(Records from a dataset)
____________________

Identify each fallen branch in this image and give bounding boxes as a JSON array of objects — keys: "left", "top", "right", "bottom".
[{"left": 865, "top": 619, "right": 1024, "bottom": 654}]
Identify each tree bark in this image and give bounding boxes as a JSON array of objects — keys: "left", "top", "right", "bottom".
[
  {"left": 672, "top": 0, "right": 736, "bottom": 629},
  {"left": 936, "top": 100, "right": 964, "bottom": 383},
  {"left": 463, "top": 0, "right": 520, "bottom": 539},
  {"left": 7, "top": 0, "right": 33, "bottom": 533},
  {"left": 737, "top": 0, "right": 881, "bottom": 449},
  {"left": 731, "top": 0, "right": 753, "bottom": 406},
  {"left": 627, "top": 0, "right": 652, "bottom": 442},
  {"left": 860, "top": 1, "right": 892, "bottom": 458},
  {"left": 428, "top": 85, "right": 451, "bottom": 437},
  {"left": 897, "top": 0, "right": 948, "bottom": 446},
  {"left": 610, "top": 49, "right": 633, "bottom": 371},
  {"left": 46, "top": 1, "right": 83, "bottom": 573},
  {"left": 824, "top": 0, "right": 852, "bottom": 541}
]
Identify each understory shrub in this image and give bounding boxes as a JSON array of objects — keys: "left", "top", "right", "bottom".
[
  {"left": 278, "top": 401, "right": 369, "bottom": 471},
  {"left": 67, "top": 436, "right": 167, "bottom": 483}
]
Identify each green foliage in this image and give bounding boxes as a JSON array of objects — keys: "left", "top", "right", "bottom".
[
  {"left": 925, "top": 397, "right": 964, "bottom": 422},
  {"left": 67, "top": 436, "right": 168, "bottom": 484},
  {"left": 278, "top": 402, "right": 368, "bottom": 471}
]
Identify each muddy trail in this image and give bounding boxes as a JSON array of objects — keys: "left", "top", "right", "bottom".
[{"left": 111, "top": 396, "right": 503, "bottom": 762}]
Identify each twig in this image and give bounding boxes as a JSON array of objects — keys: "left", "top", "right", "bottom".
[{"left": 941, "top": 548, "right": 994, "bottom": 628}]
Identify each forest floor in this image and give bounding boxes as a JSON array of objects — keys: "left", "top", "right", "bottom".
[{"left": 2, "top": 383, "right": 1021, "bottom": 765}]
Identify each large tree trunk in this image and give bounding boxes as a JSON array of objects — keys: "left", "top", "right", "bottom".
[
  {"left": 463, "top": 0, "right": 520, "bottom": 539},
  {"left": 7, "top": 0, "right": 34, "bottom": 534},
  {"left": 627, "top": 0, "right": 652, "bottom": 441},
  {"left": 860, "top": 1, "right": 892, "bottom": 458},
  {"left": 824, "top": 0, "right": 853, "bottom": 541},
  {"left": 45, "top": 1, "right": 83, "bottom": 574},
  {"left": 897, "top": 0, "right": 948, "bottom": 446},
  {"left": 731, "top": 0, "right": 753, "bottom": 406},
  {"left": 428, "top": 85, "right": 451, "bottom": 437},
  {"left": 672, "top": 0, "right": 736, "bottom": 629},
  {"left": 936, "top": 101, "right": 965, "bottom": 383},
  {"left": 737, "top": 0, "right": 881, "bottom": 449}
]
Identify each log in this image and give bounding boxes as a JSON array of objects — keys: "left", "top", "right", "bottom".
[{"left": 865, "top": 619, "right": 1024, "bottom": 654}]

____________________

### [About this exercise]
What is needed is an exact copy of every entry above.

### [Answer section]
Identify each fallen branch in this image and give bounding boxes as a JSON array of objects — keys: "left", "top", "right", "bottom".
[{"left": 865, "top": 619, "right": 1024, "bottom": 654}]
Identify each tree bark in this image and give bounding boxes as a JSON array of objects — keys: "left", "top", "right", "bottom".
[
  {"left": 672, "top": 0, "right": 736, "bottom": 629},
  {"left": 936, "top": 100, "right": 964, "bottom": 383},
  {"left": 463, "top": 0, "right": 520, "bottom": 539},
  {"left": 7, "top": 0, "right": 33, "bottom": 533},
  {"left": 737, "top": 0, "right": 881, "bottom": 449},
  {"left": 731, "top": 0, "right": 753, "bottom": 406},
  {"left": 627, "top": 0, "right": 652, "bottom": 442},
  {"left": 860, "top": 1, "right": 892, "bottom": 458},
  {"left": 428, "top": 85, "right": 451, "bottom": 437},
  {"left": 897, "top": 0, "right": 948, "bottom": 446},
  {"left": 610, "top": 49, "right": 633, "bottom": 371},
  {"left": 46, "top": 1, "right": 83, "bottom": 573},
  {"left": 824, "top": 0, "right": 852, "bottom": 541}
]
Identify each understory shrub in this image and give bounding boxes as a JSON array of objects — keys: "left", "top", "right", "bottom".
[
  {"left": 278, "top": 401, "right": 369, "bottom": 471},
  {"left": 67, "top": 436, "right": 167, "bottom": 483}
]
Identify each green foliage in this image and give bounding boxes as a JSON array of objects — keys: "left", "top", "right", "bottom".
[
  {"left": 925, "top": 397, "right": 964, "bottom": 422},
  {"left": 67, "top": 436, "right": 168, "bottom": 484},
  {"left": 278, "top": 402, "right": 368, "bottom": 471}
]
Identify each muddy trail in this image and give bounding boxes as a JSON array of objects — keys: "left", "top", "right", "bottom".
[{"left": 111, "top": 396, "right": 503, "bottom": 762}]
Identify each twig in this image and give bounding boxes as a JSON array of objects — keys: "left", "top", "right", "bottom".
[{"left": 941, "top": 548, "right": 994, "bottom": 628}]
Identify each forest floor in this image and give bounding boxes as a JSON array of objects — keys: "left", "top", "right", "bottom".
[{"left": 2, "top": 383, "right": 1021, "bottom": 765}]
Identify each large tree trunk in this image and give bounding boxes as a JSON array of objects — keys: "left", "top", "right", "bottom".
[
  {"left": 463, "top": 0, "right": 520, "bottom": 539},
  {"left": 7, "top": 0, "right": 34, "bottom": 534},
  {"left": 627, "top": 0, "right": 652, "bottom": 441},
  {"left": 860, "top": 1, "right": 892, "bottom": 458},
  {"left": 824, "top": 0, "right": 853, "bottom": 541},
  {"left": 45, "top": 1, "right": 83, "bottom": 574},
  {"left": 897, "top": 0, "right": 948, "bottom": 446},
  {"left": 731, "top": 0, "right": 753, "bottom": 406},
  {"left": 428, "top": 85, "right": 451, "bottom": 437},
  {"left": 672, "top": 0, "right": 736, "bottom": 629},
  {"left": 936, "top": 101, "right": 965, "bottom": 383},
  {"left": 737, "top": 0, "right": 881, "bottom": 449}
]
Identify each log in this image and give bounding boxes as a JSON array of objects — keys: "left", "top", "right", "bottom".
[{"left": 865, "top": 619, "right": 1024, "bottom": 654}]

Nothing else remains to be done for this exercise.